:: RECORDS SUPPLIED ::
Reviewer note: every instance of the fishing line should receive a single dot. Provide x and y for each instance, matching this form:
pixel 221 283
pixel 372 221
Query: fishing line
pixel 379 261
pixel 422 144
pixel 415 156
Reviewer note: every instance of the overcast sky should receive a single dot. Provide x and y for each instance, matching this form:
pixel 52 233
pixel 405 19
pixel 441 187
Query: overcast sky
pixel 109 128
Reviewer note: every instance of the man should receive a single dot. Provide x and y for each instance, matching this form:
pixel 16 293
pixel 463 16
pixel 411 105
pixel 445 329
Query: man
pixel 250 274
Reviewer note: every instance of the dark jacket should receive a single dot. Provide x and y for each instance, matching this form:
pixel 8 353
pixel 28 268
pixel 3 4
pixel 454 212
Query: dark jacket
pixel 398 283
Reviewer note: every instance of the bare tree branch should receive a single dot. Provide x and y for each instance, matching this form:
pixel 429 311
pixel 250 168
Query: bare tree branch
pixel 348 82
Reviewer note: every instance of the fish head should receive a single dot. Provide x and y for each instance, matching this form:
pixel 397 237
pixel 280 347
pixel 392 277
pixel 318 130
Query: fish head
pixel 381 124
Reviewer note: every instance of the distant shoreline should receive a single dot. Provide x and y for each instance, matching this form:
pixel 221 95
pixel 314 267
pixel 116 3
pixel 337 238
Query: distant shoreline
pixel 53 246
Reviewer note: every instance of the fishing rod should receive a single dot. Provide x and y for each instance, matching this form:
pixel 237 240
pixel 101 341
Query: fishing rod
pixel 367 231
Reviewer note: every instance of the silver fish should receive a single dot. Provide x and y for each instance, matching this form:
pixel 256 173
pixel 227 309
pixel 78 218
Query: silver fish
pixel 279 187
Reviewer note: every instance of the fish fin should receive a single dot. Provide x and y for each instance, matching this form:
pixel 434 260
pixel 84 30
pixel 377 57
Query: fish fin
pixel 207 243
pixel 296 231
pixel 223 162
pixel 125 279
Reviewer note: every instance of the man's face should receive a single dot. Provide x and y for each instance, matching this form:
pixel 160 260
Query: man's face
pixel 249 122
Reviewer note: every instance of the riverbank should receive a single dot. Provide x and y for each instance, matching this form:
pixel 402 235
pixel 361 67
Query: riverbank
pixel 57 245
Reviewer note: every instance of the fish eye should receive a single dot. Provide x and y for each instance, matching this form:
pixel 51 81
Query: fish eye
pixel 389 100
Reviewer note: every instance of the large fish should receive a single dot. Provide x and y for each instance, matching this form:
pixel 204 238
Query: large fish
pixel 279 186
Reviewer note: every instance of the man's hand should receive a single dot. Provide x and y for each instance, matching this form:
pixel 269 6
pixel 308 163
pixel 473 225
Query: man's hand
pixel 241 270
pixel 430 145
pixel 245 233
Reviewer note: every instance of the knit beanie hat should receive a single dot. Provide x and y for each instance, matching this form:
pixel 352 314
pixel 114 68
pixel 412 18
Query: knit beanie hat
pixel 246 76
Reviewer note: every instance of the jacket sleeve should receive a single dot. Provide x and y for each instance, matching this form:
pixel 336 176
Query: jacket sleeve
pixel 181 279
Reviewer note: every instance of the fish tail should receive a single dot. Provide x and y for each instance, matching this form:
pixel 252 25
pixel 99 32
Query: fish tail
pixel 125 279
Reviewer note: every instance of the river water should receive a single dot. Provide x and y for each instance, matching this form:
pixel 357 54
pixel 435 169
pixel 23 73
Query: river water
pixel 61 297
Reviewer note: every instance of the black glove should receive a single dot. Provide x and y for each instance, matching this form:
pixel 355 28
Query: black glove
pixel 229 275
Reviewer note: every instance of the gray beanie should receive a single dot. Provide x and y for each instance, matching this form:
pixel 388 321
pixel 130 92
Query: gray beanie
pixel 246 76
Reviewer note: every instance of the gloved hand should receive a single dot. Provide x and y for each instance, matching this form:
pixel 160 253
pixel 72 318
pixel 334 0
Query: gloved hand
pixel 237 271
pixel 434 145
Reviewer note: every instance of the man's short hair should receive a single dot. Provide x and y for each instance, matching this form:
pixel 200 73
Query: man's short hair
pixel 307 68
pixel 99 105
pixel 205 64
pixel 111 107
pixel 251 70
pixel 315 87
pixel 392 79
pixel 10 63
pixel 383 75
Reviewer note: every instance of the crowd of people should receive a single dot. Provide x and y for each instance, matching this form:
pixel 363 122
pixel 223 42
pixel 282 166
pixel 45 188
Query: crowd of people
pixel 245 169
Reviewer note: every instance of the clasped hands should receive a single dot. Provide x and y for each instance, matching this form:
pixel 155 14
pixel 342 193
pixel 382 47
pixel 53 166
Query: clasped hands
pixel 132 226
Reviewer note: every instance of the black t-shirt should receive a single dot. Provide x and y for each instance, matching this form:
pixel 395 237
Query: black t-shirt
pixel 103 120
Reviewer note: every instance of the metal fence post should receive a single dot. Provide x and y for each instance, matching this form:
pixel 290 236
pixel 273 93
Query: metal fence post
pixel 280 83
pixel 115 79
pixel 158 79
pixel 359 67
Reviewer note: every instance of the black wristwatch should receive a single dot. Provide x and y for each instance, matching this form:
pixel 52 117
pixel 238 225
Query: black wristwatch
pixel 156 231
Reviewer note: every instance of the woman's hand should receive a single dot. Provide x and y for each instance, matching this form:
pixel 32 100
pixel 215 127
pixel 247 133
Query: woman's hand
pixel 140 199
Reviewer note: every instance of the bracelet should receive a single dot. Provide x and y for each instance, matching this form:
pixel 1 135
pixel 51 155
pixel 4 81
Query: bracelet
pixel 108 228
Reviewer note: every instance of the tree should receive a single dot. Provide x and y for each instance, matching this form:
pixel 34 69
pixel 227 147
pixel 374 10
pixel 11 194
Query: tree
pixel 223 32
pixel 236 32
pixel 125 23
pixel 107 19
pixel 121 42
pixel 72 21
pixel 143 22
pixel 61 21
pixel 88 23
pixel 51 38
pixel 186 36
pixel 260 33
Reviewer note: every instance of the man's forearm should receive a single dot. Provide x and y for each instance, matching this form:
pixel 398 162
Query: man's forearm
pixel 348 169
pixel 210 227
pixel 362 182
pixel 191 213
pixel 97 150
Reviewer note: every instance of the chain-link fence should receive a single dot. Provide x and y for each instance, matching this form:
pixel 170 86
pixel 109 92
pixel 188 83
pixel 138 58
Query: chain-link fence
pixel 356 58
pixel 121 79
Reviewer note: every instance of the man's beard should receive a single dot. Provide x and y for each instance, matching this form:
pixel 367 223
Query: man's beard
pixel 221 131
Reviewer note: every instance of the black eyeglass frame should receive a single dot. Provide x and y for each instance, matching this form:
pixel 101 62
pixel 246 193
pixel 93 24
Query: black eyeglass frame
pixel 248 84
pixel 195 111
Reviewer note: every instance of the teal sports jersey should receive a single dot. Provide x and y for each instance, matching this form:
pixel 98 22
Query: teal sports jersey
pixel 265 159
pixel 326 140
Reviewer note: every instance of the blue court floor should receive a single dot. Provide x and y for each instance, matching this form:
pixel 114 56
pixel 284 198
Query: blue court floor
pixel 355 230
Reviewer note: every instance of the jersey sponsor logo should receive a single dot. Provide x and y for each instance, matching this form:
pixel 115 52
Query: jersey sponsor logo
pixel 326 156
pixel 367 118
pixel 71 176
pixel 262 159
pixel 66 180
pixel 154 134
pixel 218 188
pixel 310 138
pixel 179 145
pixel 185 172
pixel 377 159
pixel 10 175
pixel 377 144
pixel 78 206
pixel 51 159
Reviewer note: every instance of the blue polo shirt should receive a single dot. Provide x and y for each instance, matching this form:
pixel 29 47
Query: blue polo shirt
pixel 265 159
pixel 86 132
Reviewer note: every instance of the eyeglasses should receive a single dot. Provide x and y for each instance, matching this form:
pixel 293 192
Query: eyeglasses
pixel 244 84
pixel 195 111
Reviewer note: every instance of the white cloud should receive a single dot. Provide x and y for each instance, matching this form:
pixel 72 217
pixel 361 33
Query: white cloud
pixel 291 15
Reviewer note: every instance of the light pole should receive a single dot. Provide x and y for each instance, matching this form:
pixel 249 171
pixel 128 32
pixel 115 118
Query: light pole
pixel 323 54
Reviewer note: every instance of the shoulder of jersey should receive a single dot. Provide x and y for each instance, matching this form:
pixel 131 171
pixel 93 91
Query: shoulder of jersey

:: PROBLEM ::
Give again, exactly as written, the lines running from the first line of the data above through the line that contains "pixel 250 168".

:: RESULT OF THE TASK ::
Reviewer note: every instance of the fishing line should receive a single dot. Provide x and y for each instance, matching this form:
pixel 221 283
pixel 372 221
Query: fishing line
pixel 379 261
pixel 422 144
pixel 415 156
Reviewer note: every instance of the overcast sky should receive a single dot. Provide x and y for each instance, matching this form:
pixel 52 233
pixel 405 19
pixel 441 187
Query: overcast sky
pixel 109 128
Reviewer note: every instance of the man should receive a single dot. Provide x and y for each instance, matching this form:
pixel 16 293
pixel 463 16
pixel 411 105
pixel 445 329
Query: man
pixel 250 274
Reviewer note: every instance of the dark jacket should receive a single dot. Provide x and y for each instance, matching this form:
pixel 8 353
pixel 28 268
pixel 3 4
pixel 454 212
Query: dark jacket
pixel 398 283
Reviewer note: every instance of the bare tree branch should receive a single dot. Provide x and y for each instance, matching this form:
pixel 429 311
pixel 250 168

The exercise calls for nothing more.